┌─ Vorliegender Text

Sowieso solltet ihr mal über dieses fantastische Konzept schreiben, denn das Stadt:Kollektiv zeigt jedes Jahr, wie ein Theater der Zukunft aussehen kann.
(Anm. Redaktion: die Produktionssparte ist inzwischen geändert. Vielen Dank für den Hinweis!)
Mich freut erstmal, dass einige der nominierenden KritikerInnen ihre eine Stimme für Produktionen genutzt haben, über die sie zumindest hier gar nicht geschrieben haben. Und zweitens dass diese Produktionen dann wiederum soviel Unterstützung erfahren haben (wobei das wie immer auch eine Frage der Mobilisierung sein kann, aber je...).
Ich kann ohne Probleme in 1 Stunde 200 Mal abstimmen.
Einige Produktionen in kleineren Städten sind sicherlich ganz wunderbar. Aber mal ganz ehrlich: glaubt wirklich einer im Ernst, daß es dort mehr Leute gibt, die in's Theater gehen und eine bestimmte Vorstellung toll finden und für diese auf Nachtkritik stimmern, als in München, Hamburg, Berlin oder Köln?
Ich bin gespannt, ob dieser Kommentar überhaupt veröffentlicht wird.

└─

◆ Aufgabe: Nenne, was laut der Anmerkung der Redaktion im vorliegenden Text inzwischen geändert wurde.

┌─ Gegebene Angaben

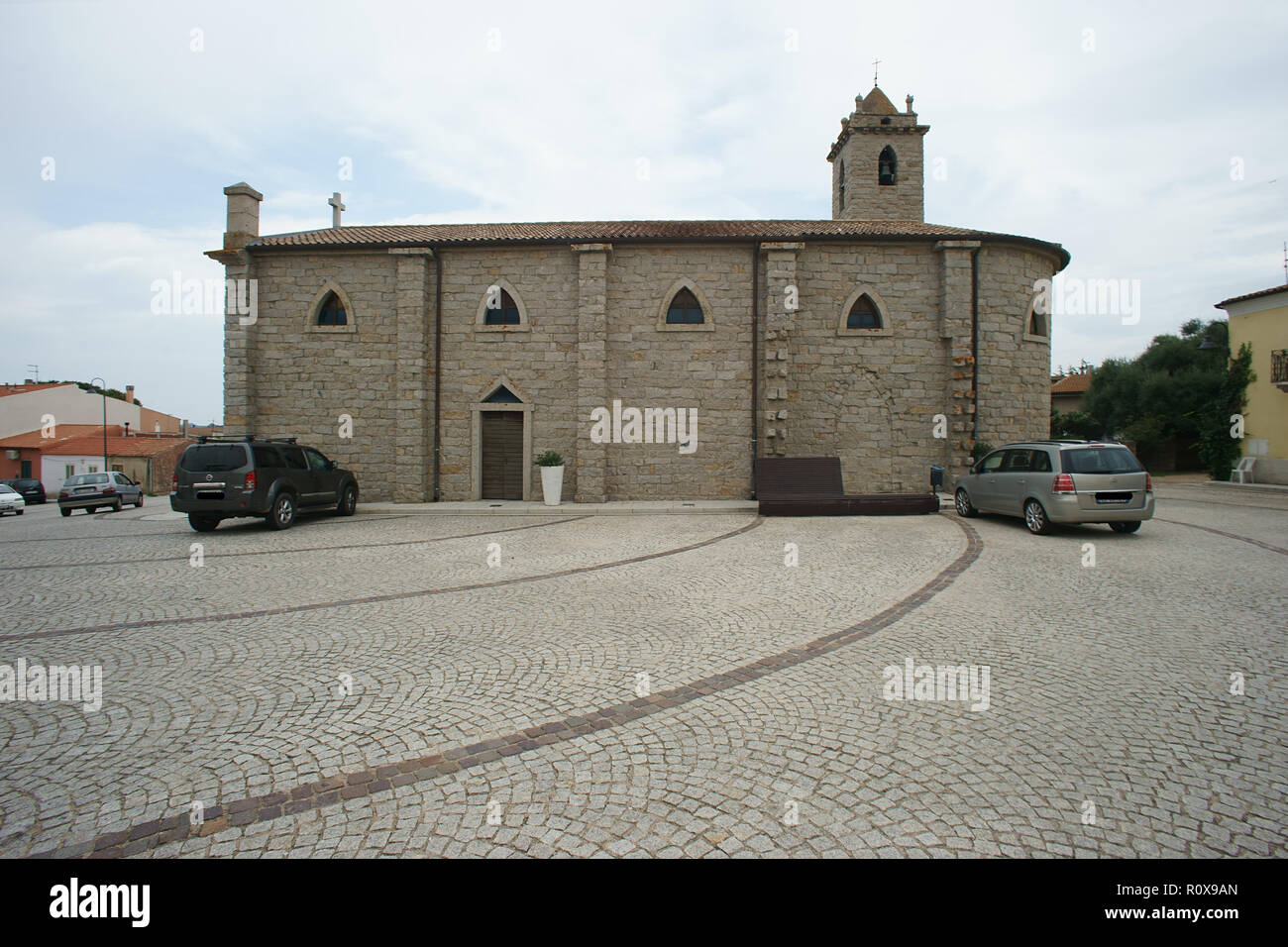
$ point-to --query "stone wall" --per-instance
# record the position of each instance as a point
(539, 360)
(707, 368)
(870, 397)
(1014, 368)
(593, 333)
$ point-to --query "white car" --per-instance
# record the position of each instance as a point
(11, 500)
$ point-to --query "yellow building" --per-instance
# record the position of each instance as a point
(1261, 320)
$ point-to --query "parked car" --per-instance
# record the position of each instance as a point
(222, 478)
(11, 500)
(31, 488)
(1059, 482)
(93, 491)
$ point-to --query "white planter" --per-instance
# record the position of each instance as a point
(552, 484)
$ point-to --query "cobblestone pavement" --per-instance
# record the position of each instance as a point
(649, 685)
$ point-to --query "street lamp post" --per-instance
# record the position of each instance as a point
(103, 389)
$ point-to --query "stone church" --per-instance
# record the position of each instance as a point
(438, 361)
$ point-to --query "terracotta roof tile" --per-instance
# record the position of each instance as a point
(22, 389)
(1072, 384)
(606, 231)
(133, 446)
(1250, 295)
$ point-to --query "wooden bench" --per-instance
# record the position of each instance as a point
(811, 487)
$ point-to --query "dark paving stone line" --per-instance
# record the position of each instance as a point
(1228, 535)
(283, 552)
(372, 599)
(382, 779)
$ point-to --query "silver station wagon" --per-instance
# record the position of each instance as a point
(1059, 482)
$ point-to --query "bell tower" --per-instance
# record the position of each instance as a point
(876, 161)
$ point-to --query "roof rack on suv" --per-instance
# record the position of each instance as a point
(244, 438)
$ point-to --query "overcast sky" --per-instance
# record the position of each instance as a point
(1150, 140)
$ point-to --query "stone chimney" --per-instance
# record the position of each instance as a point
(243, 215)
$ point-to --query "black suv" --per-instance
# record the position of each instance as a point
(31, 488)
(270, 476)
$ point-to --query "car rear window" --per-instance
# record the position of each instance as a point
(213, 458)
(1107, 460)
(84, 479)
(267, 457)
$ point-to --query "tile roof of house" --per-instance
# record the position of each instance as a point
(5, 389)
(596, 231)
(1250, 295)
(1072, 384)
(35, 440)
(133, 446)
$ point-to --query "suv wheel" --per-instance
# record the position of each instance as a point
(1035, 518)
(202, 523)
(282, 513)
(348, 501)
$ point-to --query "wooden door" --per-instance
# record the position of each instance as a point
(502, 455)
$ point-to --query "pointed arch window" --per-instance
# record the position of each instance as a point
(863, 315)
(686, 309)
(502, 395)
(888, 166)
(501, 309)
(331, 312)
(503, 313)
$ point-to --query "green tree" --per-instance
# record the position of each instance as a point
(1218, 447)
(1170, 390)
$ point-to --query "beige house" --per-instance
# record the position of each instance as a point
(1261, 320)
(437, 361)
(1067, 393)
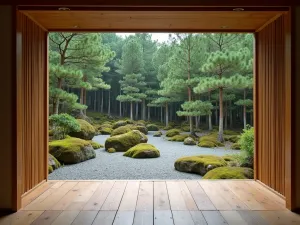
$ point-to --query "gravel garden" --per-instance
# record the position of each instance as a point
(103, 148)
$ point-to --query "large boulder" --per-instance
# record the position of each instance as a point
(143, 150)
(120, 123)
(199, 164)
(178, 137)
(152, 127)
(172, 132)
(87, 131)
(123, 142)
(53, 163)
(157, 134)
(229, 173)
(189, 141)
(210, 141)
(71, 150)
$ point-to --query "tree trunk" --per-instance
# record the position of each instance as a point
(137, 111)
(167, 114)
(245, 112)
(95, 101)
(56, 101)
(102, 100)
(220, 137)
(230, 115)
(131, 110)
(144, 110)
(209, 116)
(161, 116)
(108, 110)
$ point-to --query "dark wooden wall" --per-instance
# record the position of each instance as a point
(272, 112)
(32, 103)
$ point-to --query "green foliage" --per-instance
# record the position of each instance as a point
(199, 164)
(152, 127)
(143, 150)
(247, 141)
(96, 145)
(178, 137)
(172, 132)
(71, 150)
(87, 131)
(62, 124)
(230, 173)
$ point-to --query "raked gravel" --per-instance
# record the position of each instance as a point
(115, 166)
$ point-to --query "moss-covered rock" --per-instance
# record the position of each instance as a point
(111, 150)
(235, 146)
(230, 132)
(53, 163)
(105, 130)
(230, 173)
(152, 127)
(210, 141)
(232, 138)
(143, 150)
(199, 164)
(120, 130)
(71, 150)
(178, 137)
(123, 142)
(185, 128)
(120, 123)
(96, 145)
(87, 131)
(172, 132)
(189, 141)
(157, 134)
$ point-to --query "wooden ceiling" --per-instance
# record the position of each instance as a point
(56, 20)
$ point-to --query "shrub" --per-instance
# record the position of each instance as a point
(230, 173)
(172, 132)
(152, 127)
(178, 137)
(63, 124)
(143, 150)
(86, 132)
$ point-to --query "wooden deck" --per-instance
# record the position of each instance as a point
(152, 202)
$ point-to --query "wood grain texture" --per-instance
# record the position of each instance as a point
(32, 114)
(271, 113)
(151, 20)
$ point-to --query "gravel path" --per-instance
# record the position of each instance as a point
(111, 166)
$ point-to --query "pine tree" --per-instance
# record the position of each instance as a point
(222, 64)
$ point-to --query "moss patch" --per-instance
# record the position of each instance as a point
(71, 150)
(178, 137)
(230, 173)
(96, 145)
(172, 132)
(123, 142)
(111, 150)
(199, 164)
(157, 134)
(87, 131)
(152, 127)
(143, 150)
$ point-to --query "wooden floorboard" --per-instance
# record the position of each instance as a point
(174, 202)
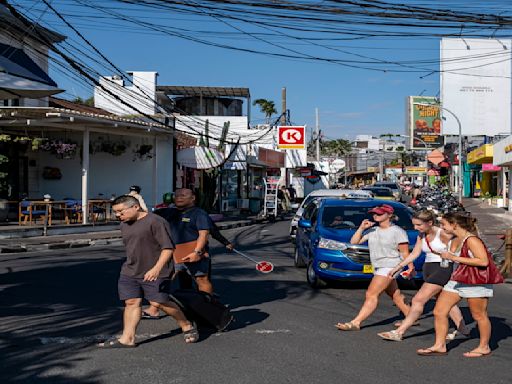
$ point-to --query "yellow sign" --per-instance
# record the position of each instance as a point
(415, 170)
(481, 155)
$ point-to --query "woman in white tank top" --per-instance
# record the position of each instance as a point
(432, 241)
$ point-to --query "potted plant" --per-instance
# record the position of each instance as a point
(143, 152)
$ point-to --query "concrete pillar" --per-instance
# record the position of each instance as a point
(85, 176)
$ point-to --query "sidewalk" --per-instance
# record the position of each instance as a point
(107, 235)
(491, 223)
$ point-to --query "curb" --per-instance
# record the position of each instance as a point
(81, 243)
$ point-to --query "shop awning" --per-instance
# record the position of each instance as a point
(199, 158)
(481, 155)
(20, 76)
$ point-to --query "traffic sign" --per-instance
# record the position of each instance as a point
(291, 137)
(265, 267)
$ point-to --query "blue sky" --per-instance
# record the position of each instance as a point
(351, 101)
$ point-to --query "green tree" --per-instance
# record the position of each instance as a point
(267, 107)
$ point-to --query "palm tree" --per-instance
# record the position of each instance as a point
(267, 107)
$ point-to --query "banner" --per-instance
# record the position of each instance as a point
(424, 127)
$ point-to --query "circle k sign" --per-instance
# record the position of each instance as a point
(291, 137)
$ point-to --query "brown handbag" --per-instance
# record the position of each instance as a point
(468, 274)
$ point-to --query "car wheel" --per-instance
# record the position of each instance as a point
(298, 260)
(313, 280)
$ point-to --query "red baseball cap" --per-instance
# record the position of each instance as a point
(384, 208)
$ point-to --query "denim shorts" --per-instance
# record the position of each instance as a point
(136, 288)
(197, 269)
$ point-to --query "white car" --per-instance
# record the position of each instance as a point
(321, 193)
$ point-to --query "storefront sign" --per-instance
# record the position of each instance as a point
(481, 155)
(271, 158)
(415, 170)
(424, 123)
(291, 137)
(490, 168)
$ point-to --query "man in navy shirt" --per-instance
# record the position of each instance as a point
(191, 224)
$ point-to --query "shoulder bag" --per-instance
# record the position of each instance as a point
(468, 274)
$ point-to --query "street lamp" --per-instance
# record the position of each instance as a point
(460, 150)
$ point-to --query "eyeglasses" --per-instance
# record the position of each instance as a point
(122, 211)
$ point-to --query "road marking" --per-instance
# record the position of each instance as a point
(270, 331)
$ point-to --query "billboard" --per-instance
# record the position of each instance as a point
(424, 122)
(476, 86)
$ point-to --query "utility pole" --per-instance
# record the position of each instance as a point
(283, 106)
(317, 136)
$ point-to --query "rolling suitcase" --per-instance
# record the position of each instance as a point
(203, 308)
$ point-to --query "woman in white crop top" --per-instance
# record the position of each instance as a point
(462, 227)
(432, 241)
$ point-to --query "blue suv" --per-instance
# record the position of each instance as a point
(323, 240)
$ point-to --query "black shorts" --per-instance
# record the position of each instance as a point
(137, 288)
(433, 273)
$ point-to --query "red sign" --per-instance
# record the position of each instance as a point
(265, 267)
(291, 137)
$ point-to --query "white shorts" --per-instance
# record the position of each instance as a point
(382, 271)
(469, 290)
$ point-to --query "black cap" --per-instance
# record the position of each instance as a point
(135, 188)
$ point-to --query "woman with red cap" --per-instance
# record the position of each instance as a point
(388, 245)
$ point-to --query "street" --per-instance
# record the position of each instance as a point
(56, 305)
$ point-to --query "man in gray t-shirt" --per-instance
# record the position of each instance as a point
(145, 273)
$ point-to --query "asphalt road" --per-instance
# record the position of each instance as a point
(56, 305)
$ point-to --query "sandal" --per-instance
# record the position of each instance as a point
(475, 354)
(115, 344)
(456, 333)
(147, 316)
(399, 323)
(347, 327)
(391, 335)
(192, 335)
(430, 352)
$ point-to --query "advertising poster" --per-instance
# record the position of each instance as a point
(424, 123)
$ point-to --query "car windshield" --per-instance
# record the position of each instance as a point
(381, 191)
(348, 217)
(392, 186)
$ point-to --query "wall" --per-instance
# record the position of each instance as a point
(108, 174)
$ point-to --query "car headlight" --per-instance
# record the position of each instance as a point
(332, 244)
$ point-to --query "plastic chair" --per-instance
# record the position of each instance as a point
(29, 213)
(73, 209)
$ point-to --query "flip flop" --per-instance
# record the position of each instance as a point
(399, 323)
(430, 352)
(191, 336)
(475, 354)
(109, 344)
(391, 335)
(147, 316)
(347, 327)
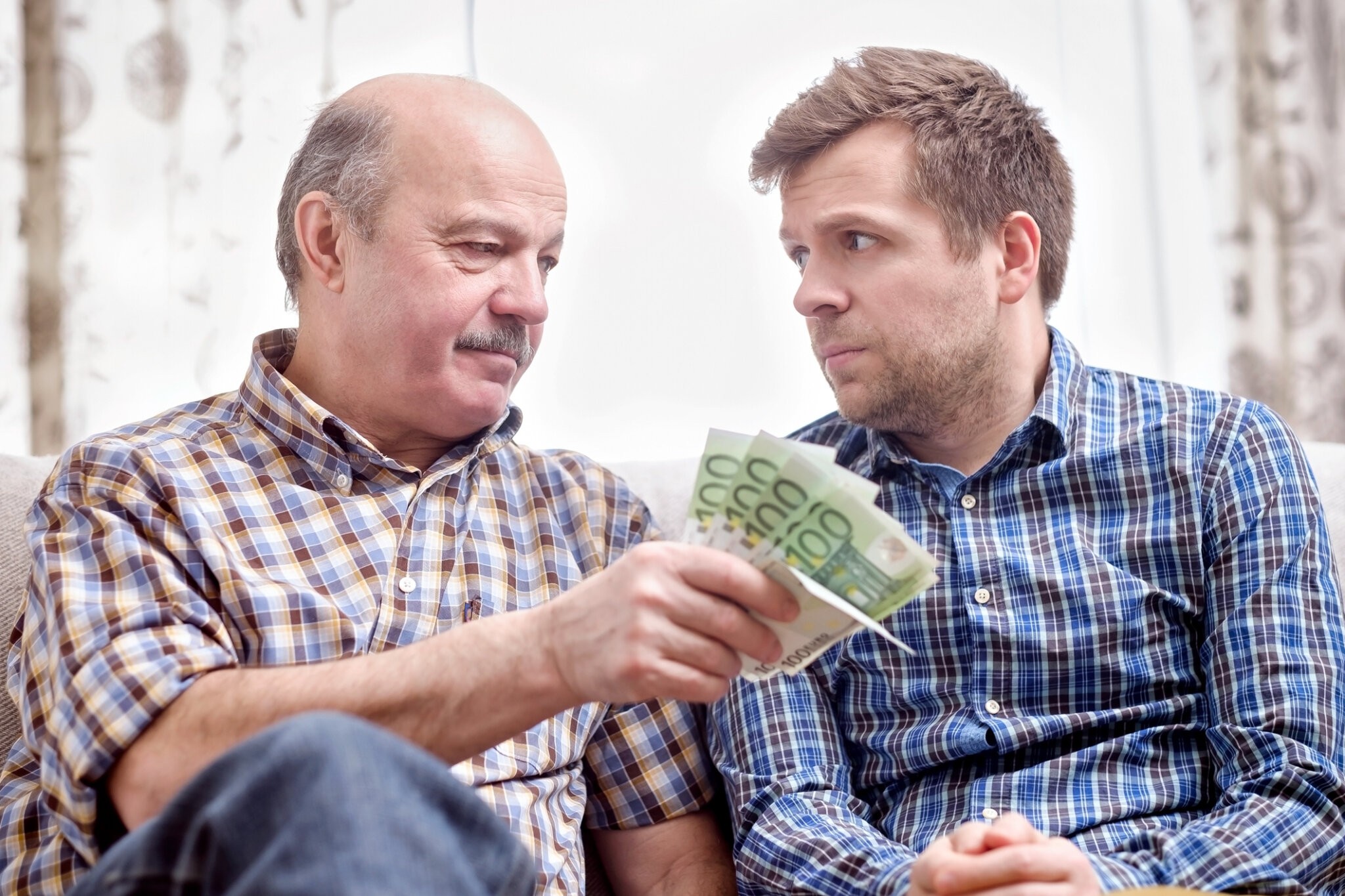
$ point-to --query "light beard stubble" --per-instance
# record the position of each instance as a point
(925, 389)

└─

◆ Antwort: Die Produktionssparte wurde inzwischen geändert.